◆ REQUIRED ACTIONS:
**1.** In the passage on a ball's angular momentum, what law applies when torque and angular momentum are both calculated about the same fixed point?
**2.** Write the next part of the forum discussion of a ball's angular momentum, starting after its final sentence.

◆ SUPPLIED PASSAGE:

When you talk about the ball's angular momentum (that is the angular momentum of a body acted upon by an external force) you have to specify about what point you're calculating that angular momentum. You need a fixed point (certainly not, for example, the point of runoff of the string from the circumference of the pole, because that point keeps moving round the pole, and is therefore accelerating towards the centre). Exactly the same goes for torque. If you choose the same fixed point about which to calculate torque, G and angular momentum, L, a very simple law applies: G = dL/dt. 



#88
Feb1012, 08:28 AM

P: 132

In this case angular momentum is transferred from the ball to the Earth via the pole: there is a torque on the pole, and therefore on the Earth. This means that if we consider only the pole and the ball we come to the conclusion that angular momentum is not conserved: in fact the momentum has been transferred elsewhere. The ball would have a constant angular momentum if it did not exert a torque on something else. This would be the case if the centre of rotation of the string always stayed at the same point, for instance in the examples where the string is being pulled through a hole.

◆ RECORDS PROVIDED:
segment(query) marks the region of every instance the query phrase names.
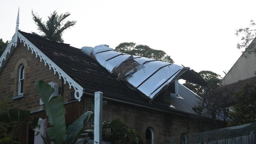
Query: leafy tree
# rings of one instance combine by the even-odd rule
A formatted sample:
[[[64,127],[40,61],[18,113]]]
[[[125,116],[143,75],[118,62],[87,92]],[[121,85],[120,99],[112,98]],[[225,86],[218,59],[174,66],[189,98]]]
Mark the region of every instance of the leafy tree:
[[[174,62],[165,52],[154,49],[146,45],[136,45],[134,42],[122,42],[115,48],[115,50],[117,52],[163,61],[165,61],[167,56],[168,63]]]
[[[2,39],[0,39],[0,57],[1,57],[1,55],[3,54],[4,50],[6,49],[9,44],[9,42],[8,41],[4,42],[3,41]]]
[[[40,31],[40,34],[35,32],[32,33],[50,40],[63,42],[64,40],[62,38],[63,33],[76,23],[74,20],[65,20],[70,15],[68,12],[58,15],[56,11],[54,11],[50,17],[48,17],[48,20],[45,22],[32,10],[33,19],[37,26],[37,30]]]
[[[230,113],[230,126],[256,122],[256,82],[248,81],[242,84],[234,95],[236,104]]]
[[[251,43],[256,36],[256,24],[254,20],[251,20],[249,26],[237,30],[236,35],[241,36],[241,42],[237,44],[237,48],[239,50],[244,49],[245,51],[247,52],[244,56],[247,56],[252,53],[256,54],[256,43]]]
[[[202,70],[198,73],[207,83],[208,91],[211,91],[220,85],[219,75],[209,70]],[[201,97],[203,97],[204,94],[205,88],[203,87],[188,81],[186,81],[183,85]]]
[[[93,139],[94,131],[87,130],[87,133],[82,134]],[[134,129],[130,129],[129,126],[120,118],[111,122],[104,122],[102,125],[102,140],[113,144],[142,144],[142,140]]]

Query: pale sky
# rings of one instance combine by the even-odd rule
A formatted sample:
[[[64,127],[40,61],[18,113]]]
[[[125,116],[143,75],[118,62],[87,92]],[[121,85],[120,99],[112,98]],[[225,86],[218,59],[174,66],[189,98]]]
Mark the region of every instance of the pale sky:
[[[0,39],[19,29],[38,32],[31,10],[43,20],[56,10],[68,11],[77,21],[63,35],[64,42],[80,48],[124,42],[165,52],[177,65],[224,76],[241,54],[236,30],[256,20],[256,1],[3,0],[0,1]]]

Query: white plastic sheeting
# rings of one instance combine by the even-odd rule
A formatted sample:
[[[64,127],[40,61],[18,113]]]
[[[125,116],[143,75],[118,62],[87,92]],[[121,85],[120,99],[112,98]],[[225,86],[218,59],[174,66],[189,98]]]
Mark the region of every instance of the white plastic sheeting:
[[[87,52],[89,50],[85,50],[86,48],[82,48],[82,50],[86,51],[87,52],[84,53],[88,55]],[[189,68],[172,63],[115,52],[104,45],[95,46],[89,55],[91,55],[111,74],[129,59],[137,63],[139,65],[128,72],[122,80],[127,82],[130,87],[139,91],[150,100]]]

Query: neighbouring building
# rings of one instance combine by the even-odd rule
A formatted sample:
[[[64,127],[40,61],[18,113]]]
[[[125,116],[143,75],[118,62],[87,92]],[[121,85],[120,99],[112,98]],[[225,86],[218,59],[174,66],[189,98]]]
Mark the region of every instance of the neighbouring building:
[[[137,65],[130,68],[127,65],[122,68],[121,66],[125,66],[123,63],[117,67],[111,65],[113,71],[109,72],[108,66],[114,65],[109,59],[118,56],[104,59],[109,62],[104,67],[106,63],[96,54],[108,50],[113,52],[100,51],[100,46],[110,48],[108,46],[100,46],[98,47],[99,51],[94,52],[94,56],[90,56],[69,44],[19,30],[19,20],[17,23],[16,33],[0,58],[0,98],[8,107],[18,107],[30,110],[32,119],[47,118],[35,88],[36,81],[40,79],[50,83],[56,93],[63,96],[67,124],[91,110],[94,92],[100,91],[103,93],[104,100],[108,103],[104,108],[104,120],[121,117],[143,139],[154,139],[152,144],[168,143],[172,136],[181,136],[184,138],[184,134],[199,132],[197,127],[199,124],[193,120],[200,116],[193,108],[200,98],[178,81],[182,78],[206,86],[202,77],[192,70],[152,59],[140,62],[139,59],[147,58],[129,55],[122,61],[134,61]],[[166,65],[146,72],[145,75],[148,76],[142,75],[141,78],[144,79],[141,79],[142,81],[136,89],[131,88],[136,84],[131,81],[131,78],[147,70],[149,67],[146,65],[149,63]],[[119,68],[119,73],[115,73],[114,70]],[[124,72],[122,70],[127,70]],[[156,76],[157,74],[159,76]],[[130,78],[124,79],[128,76]],[[150,79],[152,77],[153,80]],[[154,82],[158,81],[160,82]],[[135,79],[134,82],[136,81]],[[152,84],[148,85],[150,87],[143,85],[147,83]],[[140,89],[140,87],[144,89]],[[88,126],[88,128],[90,129],[90,126]],[[28,126],[24,126],[19,140],[24,144],[33,144],[33,132]]]
[[[256,44],[254,39],[221,80],[221,87],[235,90],[241,83],[256,80]]]

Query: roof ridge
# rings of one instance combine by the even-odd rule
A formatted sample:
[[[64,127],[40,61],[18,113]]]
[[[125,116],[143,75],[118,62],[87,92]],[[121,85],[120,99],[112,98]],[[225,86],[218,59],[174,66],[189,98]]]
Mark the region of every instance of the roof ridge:
[[[33,34],[33,33],[27,33],[27,32],[24,32],[24,31],[21,31],[20,30],[19,30],[19,32],[20,33],[21,33],[22,34],[23,34],[22,33],[24,33],[25,34],[29,35],[30,35],[31,36],[32,36],[33,37],[36,37],[37,38],[42,39],[42,40],[43,40],[44,41],[48,41],[51,42],[59,44],[63,44],[63,45],[66,45],[66,46],[70,46],[70,44],[66,44],[66,43],[61,43],[61,42],[56,42],[56,41],[52,41],[52,40],[49,40],[49,39],[45,39],[44,38],[43,38],[43,37],[39,36],[39,35],[35,35],[35,34]]]

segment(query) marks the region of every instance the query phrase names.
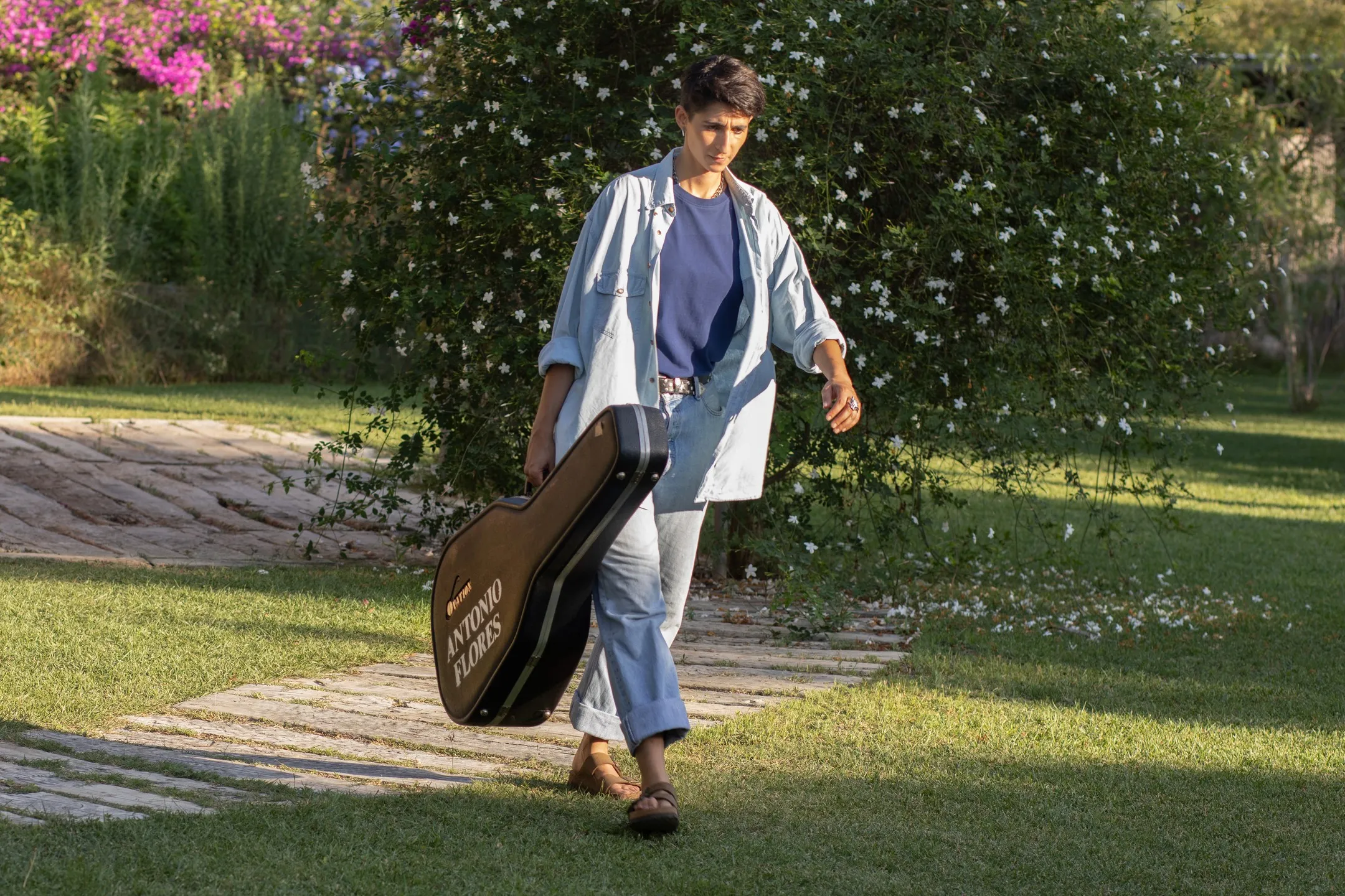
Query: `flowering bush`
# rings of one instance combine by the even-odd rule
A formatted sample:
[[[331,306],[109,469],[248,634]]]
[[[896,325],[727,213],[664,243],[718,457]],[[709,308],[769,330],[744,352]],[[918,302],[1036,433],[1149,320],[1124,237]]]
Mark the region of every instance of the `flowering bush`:
[[[16,74],[95,71],[106,62],[179,97],[194,95],[213,71],[231,87],[239,60],[293,70],[369,55],[356,27],[369,7],[358,0],[7,0],[0,63]]]
[[[386,394],[346,399],[409,434],[336,513],[385,513],[421,476],[428,537],[522,486],[584,214],[674,145],[678,75],[714,52],[765,85],[736,172],[791,222],[868,402],[835,438],[818,383],[781,369],[768,500],[736,510],[740,541],[868,591],[857,568],[888,575],[898,544],[937,537],[927,510],[959,500],[955,469],[1014,494],[1064,469],[1103,533],[1119,494],[1170,505],[1181,419],[1221,363],[1200,336],[1244,270],[1251,171],[1142,7],[408,7],[430,95],[382,109],[346,163],[360,189],[321,214],[346,251],[331,308],[360,359],[397,364]],[[1080,451],[1106,459],[1096,484]]]

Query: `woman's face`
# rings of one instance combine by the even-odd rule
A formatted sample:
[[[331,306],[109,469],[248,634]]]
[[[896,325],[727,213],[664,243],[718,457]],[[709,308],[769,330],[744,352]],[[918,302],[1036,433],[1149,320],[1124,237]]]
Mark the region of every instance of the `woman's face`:
[[[749,116],[718,102],[694,116],[678,106],[675,114],[678,128],[686,134],[686,152],[710,172],[721,172],[733,163],[748,138],[748,125],[752,124]]]

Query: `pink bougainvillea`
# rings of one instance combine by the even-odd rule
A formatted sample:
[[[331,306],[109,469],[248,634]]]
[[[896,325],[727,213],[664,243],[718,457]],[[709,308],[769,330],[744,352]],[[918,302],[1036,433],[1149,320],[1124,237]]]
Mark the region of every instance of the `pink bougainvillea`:
[[[367,8],[362,0],[3,0],[0,77],[104,64],[194,95],[222,56],[288,70],[367,55],[359,27]]]

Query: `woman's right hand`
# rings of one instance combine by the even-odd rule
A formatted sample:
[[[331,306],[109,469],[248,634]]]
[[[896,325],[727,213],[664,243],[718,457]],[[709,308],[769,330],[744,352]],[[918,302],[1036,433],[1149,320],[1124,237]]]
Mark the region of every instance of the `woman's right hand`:
[[[523,459],[523,476],[534,489],[551,474],[555,466],[555,435],[553,427],[533,430],[527,439],[527,457]]]
[[[555,420],[561,416],[561,406],[573,384],[574,368],[569,364],[551,364],[546,368],[542,398],[537,403],[533,434],[527,439],[527,454],[523,457],[523,476],[534,489],[542,485],[542,480],[550,476],[555,466]]]

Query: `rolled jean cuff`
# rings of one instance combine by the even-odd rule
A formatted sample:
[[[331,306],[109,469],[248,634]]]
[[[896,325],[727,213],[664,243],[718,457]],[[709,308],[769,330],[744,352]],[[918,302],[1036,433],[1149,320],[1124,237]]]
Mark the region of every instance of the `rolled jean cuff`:
[[[691,720],[686,715],[682,699],[671,697],[636,707],[623,720],[621,727],[625,731],[625,746],[635,752],[646,737],[654,735],[663,735],[664,747],[675,744],[686,737],[686,732],[691,729]]]
[[[594,709],[586,703],[570,703],[570,725],[576,731],[592,735],[600,740],[620,740],[625,736],[621,731],[621,717],[613,712]]]

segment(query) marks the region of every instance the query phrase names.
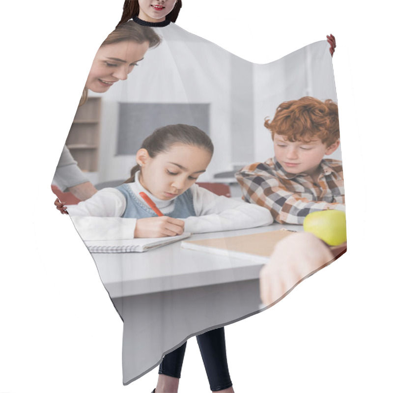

◆ OUTPUTS BY TASK:
**1.** G = dL/dt.

**2.**
#89
Feb1012, 08:42 AM

P: 992

hmm it's just that when you see the ball for the point of contact between string and pole it makes a uniform circular motion. So can't you say that the angular momentum is conserved in this frame for the ball? And why does that not qualify to the ball's angular momentum being conserved like if the rotation was around the center of mass? :)




#90
Feb1012, 08:45 AM

P: 861

Michael C. Agreed. Though, of course, there are interesting cases, such as a system of two charges moving at an angle to each other. [That's not the complete system, I hear someone say.]
aaaa202 As I said, the point of contact of string and pole is accelerating. The laws of Physics need modifying somewhat for use in an accelerating (noninertial) reference frame. That's why I'm choosing to take our torque and angular momentum about the still centre of the pole.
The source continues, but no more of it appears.